_Requirement_.
Skip the pictures and extract all of the lines exactly as written.

_Information shown_.
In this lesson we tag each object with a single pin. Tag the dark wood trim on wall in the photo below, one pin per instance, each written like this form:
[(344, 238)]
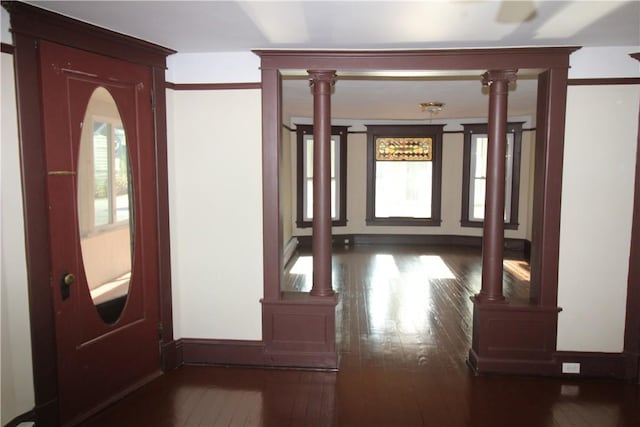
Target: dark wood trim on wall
[(30, 25), (604, 82), (222, 352), (212, 86), (27, 417), (632, 322), (7, 48), (168, 350), (512, 246)]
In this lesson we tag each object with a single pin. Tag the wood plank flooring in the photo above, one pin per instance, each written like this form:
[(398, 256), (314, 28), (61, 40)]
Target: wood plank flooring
[(404, 332)]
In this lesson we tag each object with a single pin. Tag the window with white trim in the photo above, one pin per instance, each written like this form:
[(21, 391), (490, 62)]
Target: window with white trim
[(304, 134)]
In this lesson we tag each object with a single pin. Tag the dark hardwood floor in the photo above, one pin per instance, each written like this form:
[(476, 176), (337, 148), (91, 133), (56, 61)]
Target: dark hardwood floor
[(404, 332)]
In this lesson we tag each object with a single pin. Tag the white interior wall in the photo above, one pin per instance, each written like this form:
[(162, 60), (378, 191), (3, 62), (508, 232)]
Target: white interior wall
[(597, 202), (17, 375), (215, 203)]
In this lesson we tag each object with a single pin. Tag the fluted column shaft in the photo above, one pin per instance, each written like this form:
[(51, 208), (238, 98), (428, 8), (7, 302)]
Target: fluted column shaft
[(322, 82)]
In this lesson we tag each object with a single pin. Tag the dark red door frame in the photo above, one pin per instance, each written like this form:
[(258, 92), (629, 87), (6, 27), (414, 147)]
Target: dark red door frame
[(30, 25)]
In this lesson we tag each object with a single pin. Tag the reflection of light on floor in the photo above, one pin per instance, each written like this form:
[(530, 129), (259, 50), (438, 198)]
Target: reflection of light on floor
[(112, 289), (435, 267), (520, 269), (384, 272)]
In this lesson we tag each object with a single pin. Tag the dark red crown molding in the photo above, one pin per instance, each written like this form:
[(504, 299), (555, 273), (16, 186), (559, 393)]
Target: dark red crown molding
[(605, 81), (440, 59), (45, 25)]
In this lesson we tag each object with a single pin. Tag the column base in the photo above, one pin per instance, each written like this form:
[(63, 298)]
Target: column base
[(513, 339), (299, 331)]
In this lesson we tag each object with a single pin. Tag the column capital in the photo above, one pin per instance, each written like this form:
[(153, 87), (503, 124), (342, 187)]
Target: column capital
[(322, 76), (499, 75)]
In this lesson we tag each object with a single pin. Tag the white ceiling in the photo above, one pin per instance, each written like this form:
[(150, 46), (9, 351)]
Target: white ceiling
[(218, 26)]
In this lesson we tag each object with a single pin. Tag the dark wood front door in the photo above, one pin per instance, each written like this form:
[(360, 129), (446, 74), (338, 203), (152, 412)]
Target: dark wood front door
[(100, 356)]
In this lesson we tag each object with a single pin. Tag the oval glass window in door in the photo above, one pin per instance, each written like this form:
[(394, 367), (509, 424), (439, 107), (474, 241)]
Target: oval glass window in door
[(105, 205)]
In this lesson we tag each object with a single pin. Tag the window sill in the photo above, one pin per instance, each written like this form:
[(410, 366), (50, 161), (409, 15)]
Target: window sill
[(309, 224), (480, 224), (404, 222)]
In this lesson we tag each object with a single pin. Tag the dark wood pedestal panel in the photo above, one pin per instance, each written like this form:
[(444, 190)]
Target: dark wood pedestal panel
[(299, 331), (519, 339)]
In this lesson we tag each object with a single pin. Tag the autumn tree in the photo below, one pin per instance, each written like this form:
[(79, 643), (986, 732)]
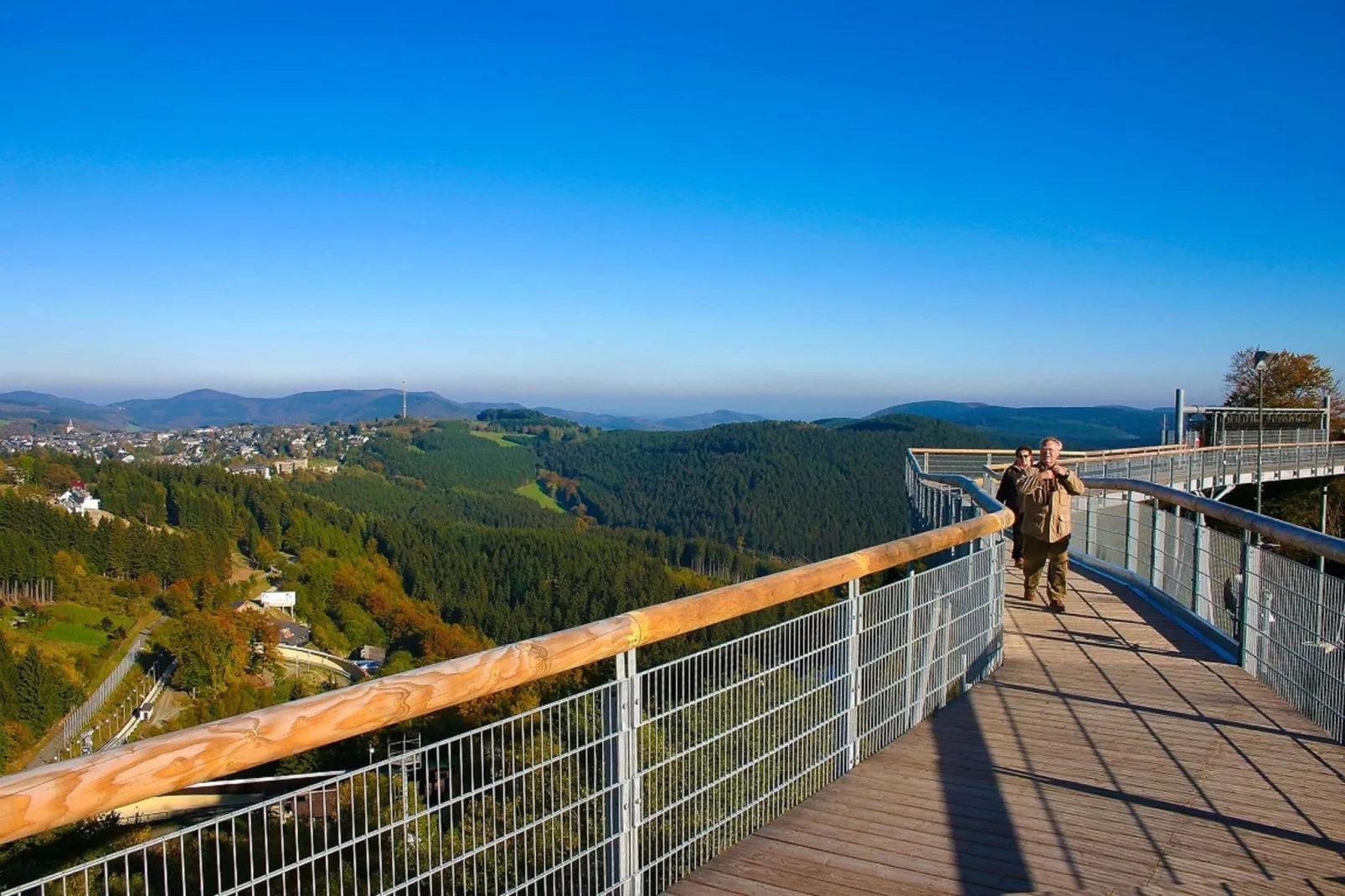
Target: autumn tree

_Answer for this exercise_.
In this lesson we tag each object with a single pin. Tag the dark wood trim on wall in the photo below, one pin per instance, each written like this form:
[(344, 238)]
Target: dark wood trim on wall
[(30, 25), (604, 82), (222, 352), (212, 86), (27, 417), (632, 322), (7, 48), (168, 350), (512, 246)]
In this lesson we tag each object with a single pin. Tag the wood plank flooring in the photo above, one pin per instance, each written like this form:
[(398, 256), (314, 28), (61, 40)]
Target: wood plank flooring
[(404, 332)]
In this lesson we tag each object with a single pin. Tag the window with white trim in the photo above, one pin per instance, each written like this form:
[(21, 391), (490, 62)]
Target: window with white trim
[(304, 134)]
In this lesson we tag each object with a single pin. Tag the dark hardwood floor in the photo above, one pin per instance, each written like this form:
[(476, 176), (337, 148), (91, 133), (56, 61)]
Target: dark hardwood floor
[(404, 332)]
In this lesson we tag each object with a single pin. Tag the white interior wall in the photo above, one pin per instance, each written like this form:
[(162, 60), (378, 191), (3, 62), (508, 232)]
Target: white interior wall
[(597, 202), (17, 375), (215, 203)]
In this lesson we tag each object with a single pin. Tag the fluted column shaft in the photo above, one pin per instance, each written like this form:
[(51, 208), (238, 98), (428, 8), (7, 302)]
Target: fluted column shaft
[(322, 82)]
In this lesson we tag each object with a single pin. Tag the dark red door frame in the photo above, one pin per instance, each written like this form:
[(258, 92), (629, 87), (6, 27), (414, 147)]
Target: dark red door frame
[(30, 25)]
In this lesson we tag each object with a single pin. Tag the reflection of light on floor in the photo above, one pin per instance, each written like this form:
[(530, 129), (259, 50), (438, 198)]
Target: reflection of light on floor
[(112, 289), (435, 267), (520, 269), (384, 272)]
In this lesson we tag each object with a single pin. Tag the dark red crown molding in the photo above, one pin per instance, each written like this form:
[(504, 299), (555, 273), (16, 186), (559, 393)]
Target: dark red crown molding
[(605, 81), (440, 59), (45, 25)]
In this lesson we tag each object with a single pin. Tag the column base in the photo above, one pin per instance, each written like this form:
[(63, 298)]
Target: column base
[(513, 339), (299, 331)]
In this lesson we tag each object with a single pin. Tag the column capital in the photo above, one pin per instance, each written like this form:
[(153, 87), (503, 124), (342, 187)]
Target: column capital
[(322, 76), (499, 75)]
In this lesson we tag each object with a single pin. Tag the white ceiling in the photo above, one pin per instance, each written like this form:
[(150, 46), (9, 351)]
Target: white ceiling
[(218, 26)]
In this lesson we tag each object with a single pin. Tag the dark wood front door in the photo above, one pin per instance, each written like this form:
[(360, 129), (446, 74), (338, 203), (152, 412)]
Target: dark wood front door
[(100, 356)]
In this lesson we tag each object with a single pin. Tag the oval glass window in door in the photo above, one pin per instance, each written like this form:
[(394, 367), (509, 424), (439, 107), (474, 241)]
Target: oval glass window in door
[(105, 205)]
In this lesson we tag each object with a single pin. Tag the window sill in the photo above, one pin per instance, each written like this form:
[(410, 366), (50, 161), (409, 15)]
Target: window sill
[(309, 224), (480, 224), (404, 222)]
In this lesson we tag each object with a single pin. Tag the dark wood pedestal panel in the photo above, one pin per instance, each written like this form:
[(444, 190)]
Target: dark wood pedestal panel
[(299, 331), (519, 339)]
In this lesson we tag each object with a single pin. Tag the autumn tree in the photo below, one pin per instance, each written like this form:
[(79, 643), (986, 732)]
Target: autumn tree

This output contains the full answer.